___ ENTRIES SHOWN

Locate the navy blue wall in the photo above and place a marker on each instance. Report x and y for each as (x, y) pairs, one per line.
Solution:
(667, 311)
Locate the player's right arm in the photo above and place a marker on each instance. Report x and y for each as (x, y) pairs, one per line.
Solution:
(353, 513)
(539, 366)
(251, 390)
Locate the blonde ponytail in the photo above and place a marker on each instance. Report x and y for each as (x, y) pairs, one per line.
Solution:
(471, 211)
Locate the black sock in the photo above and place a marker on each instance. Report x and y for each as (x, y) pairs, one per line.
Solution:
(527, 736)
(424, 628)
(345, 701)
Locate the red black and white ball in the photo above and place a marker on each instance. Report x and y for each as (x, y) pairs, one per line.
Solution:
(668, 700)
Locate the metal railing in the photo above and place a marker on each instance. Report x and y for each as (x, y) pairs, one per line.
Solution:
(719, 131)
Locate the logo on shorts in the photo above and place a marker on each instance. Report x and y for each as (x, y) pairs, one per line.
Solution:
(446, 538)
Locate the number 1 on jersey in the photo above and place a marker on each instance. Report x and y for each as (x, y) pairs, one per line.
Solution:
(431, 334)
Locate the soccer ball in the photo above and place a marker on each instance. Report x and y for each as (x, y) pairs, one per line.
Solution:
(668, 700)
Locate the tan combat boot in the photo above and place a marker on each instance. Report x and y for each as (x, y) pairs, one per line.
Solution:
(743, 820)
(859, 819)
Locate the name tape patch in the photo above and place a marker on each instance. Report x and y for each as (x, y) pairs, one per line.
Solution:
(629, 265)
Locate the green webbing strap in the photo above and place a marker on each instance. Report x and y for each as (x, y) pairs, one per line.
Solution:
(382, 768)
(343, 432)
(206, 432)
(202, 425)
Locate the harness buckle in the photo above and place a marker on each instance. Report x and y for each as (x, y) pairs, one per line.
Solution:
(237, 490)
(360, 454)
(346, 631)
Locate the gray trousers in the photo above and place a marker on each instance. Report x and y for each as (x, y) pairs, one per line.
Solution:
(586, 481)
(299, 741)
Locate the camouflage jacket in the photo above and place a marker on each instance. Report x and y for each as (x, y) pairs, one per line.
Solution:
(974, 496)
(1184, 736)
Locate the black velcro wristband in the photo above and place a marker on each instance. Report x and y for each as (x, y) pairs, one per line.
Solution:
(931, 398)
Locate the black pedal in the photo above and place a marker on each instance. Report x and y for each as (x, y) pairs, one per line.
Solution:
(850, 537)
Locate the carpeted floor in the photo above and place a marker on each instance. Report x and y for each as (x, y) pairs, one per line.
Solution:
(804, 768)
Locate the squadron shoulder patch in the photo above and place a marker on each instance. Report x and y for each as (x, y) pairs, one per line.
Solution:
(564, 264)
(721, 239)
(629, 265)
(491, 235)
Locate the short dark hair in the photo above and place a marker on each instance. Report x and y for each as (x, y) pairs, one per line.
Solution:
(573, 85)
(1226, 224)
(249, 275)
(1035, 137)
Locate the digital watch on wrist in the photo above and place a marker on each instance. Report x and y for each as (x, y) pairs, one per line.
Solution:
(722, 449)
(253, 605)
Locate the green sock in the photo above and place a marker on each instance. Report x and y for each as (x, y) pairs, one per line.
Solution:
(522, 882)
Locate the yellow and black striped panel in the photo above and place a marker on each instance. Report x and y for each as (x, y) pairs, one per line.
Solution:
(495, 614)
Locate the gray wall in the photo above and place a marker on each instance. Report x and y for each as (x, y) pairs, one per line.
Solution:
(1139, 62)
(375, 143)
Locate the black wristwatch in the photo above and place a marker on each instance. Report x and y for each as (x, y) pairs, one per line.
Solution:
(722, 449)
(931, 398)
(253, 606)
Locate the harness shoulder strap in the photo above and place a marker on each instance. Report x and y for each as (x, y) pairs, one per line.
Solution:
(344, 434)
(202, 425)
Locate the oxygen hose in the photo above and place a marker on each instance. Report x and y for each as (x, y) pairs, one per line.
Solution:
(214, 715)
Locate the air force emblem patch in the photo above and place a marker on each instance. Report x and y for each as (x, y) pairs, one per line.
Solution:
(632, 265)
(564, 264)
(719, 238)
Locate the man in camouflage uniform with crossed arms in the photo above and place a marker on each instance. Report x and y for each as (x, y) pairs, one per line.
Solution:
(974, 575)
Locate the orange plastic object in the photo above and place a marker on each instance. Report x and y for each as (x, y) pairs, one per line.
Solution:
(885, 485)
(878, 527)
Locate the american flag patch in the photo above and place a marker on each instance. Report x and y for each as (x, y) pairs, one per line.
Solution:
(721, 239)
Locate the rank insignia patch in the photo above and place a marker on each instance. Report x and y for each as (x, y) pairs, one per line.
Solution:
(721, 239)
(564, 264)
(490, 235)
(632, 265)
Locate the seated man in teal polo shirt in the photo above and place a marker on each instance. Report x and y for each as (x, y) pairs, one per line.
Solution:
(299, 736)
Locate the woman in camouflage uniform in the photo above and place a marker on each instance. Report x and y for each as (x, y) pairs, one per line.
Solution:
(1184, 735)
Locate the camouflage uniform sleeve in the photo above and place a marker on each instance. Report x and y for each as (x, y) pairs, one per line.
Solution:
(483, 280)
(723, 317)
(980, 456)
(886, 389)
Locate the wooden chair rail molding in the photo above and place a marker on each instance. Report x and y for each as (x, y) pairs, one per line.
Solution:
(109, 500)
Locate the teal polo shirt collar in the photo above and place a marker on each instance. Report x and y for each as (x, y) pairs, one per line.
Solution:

______

• **EXERCISE BRIEF**
Reproduce all of the material above verbatim, keeping every line in its original order.

• **COMPLETED EXERCISE**
Locate the navy blue wall in the photo above and place a marker on each instance. Report x and y for each as (x, y) pairs, one per line.
Solution:
(667, 311)
Locate the player's right arm in the photo above and place a marker on each instance. Report x and y for each as (x, y) pairs, one per line.
Solution:
(353, 513)
(539, 366)
(251, 390)
Locate the blonde ponytail in the photo above and place a marker on each instance. Report x and y for each as (x, y) pairs, one per line.
Solution:
(471, 211)
Locate the black sock in the photo above and place a marker on each instance. Report x and y for each as (x, y) pairs, one per line.
Solution:
(527, 736)
(424, 628)
(345, 701)
Locate the red black and white ball in the photo above and place a marker on each instance. Report x and y for each as (x, y) pairs, one per line.
Solution:
(668, 700)
Locate the metal railing in the photo above and place a marker on each instance. Report x and y for each as (x, y) pairs, one per line.
Solution:
(719, 131)
Locate the logo on shorts in the photo above and place a marker on each instance. Report x and y for each as (x, y) pairs, one per line.
Solution:
(446, 538)
Locate the number 1 on jersey in the photo above and place a marker on each instance. Report x and y for each as (x, y) pairs, one per line.
Solution:
(431, 334)
Locate the soccer ball in the photo above and place a marker on each instance. Report x and y for each as (x, y) pairs, one per line.
Solution:
(668, 700)
Locate the tan combat boot in the photo above and place a marker on each instance. Report x and y for each as (x, y) pairs, one per line.
Solution:
(743, 820)
(859, 819)
Locate the name tape patch in the photo above and place a marker on each instance. Report x and y for each as (x, y) pairs, one per line.
Solution:
(629, 265)
Locate the green webbing strap in the photo above and place a marker on each instance. Report x and y for each as (x, y) pairs, one per line.
Solution:
(382, 768)
(343, 432)
(206, 432)
(202, 425)
Locate the harness buckle in the photo above and place a marker on each instance. Report x and y for each as (x, y) pairs, one per line.
Solution:
(237, 490)
(360, 454)
(346, 631)
Locate the gray trousers in the photo above and place a marker on each instance. Report x and y for each as (x, y) pairs, one per line.
Solution:
(586, 481)
(299, 741)
Locate the camouflage jacket in the photo above and place a marker on each instance. Report x and y for each as (x, y) pairs, one per line.
Solution:
(974, 496)
(1184, 736)
Locate the black velcro wristband in the photo above and place a marker on each instance. Report x and y for each as (x, y) pairs, one per line.
Solution:
(931, 398)
Locate the black pedal in the photo above and place a marker on each instance. Report x and y for each as (x, y) pairs, one per line.
Solution:
(850, 537)
Locate the carpeted floor in the photo above and place a marker on each instance. Report x and y for each as (x, y) pairs, one per line.
Solution:
(804, 768)
Locate the squadron shoulder patch in the photo above and place a marker on each instance. Report x and y for each as (x, y) pairs, one per line.
Solution:
(564, 264)
(721, 239)
(629, 265)
(491, 235)
Locate the short dark hair in the photo above and place a marker on each instance. Report x and y for each as (x, y) pairs, one per line.
Solution:
(573, 85)
(1226, 224)
(249, 275)
(1035, 137)
Locate the digital watch on wrist in the photo above and place a marker on each instance. Report x and y for each as (x, y) pairs, one per line.
Solution:
(722, 449)
(253, 605)
Locate the green sock in the photo above and place a marker on each instance. Report x and y for each as (x, y) pairs, one per line.
Solution:
(522, 882)
Locate the yellow and black striped panel in the photo above and place a marker on each instance. Report x and y for each as (x, y) pairs, one per line.
Solution:
(495, 614)
Locate the gray wall in the photo above and place a marker on each instance. Report x and y for each as (x, y) pairs, one per line.
Solution:
(1139, 62)
(375, 143)
Locate the black wristwatch in the photo above and place a marker on each instance. Report x and y for each as (x, y) pairs, one per line.
Solution:
(722, 449)
(931, 398)
(253, 606)
Locate the harness shoulder strap in the photo above and place a marker on each instance. Report x and y for each as (x, y) pairs, one per line.
Solution:
(344, 434)
(202, 425)
Locate the oxygen hose in the photo above and place a marker on each instance. Report x and y for each as (x, y) pairs, one per line.
Solution:
(214, 715)
Locate the air force emblem patch in the photo above and place a marker on each instance. Report x and y for each as (x, y) pairs, one per line.
Solution:
(632, 265)
(564, 264)
(719, 238)
Locate the man in camouflage uniform with crossed arms in the photo above and place a marker on each instance. Report x and y for each as (x, y) pairs, one per line.
Solution:
(974, 575)
Locate the orange plastic object in the photo above and place a marker on each instance. Report x and y for each as (x, y) pairs, one per line.
Solution:
(885, 485)
(878, 527)
Locate the american flag patch in the photo above and place a marker on each instance. Report x and y for each as (x, y) pairs, one per line.
Solution:
(721, 239)
Locate the rank insignia patch in the photo above and place a marker on each instance. Report x and y for each as (x, y) pairs, one per line.
Solution:
(721, 239)
(564, 264)
(490, 235)
(632, 265)
Locate the seated man in teal polo shirt in the photo above and place a marker on each instance. Report x and y for each as (x, y) pairs, one per line.
Solution:
(299, 736)
Locate the woman in camouflage uniform in the photo above and place a marker on each instance. Report x and y for each as (x, y) pairs, one per line.
Solution:
(1184, 735)
Locate the camouflage uniform sleeve in the photo above and place a marker on each instance. Report x and y for each as (x, y) pairs, one per line.
Solution:
(483, 280)
(723, 317)
(980, 456)
(886, 389)
Locate the wooden chair rail molding in the photo above and place a marker on each instance. Report x and y for each as (x, y) pairs, one per line.
Solution:
(109, 500)
Locate the teal polo shirt collar in the photo above and place a marker on each instance. Report x and y for each as (x, y) pairs, one per line.
Solution:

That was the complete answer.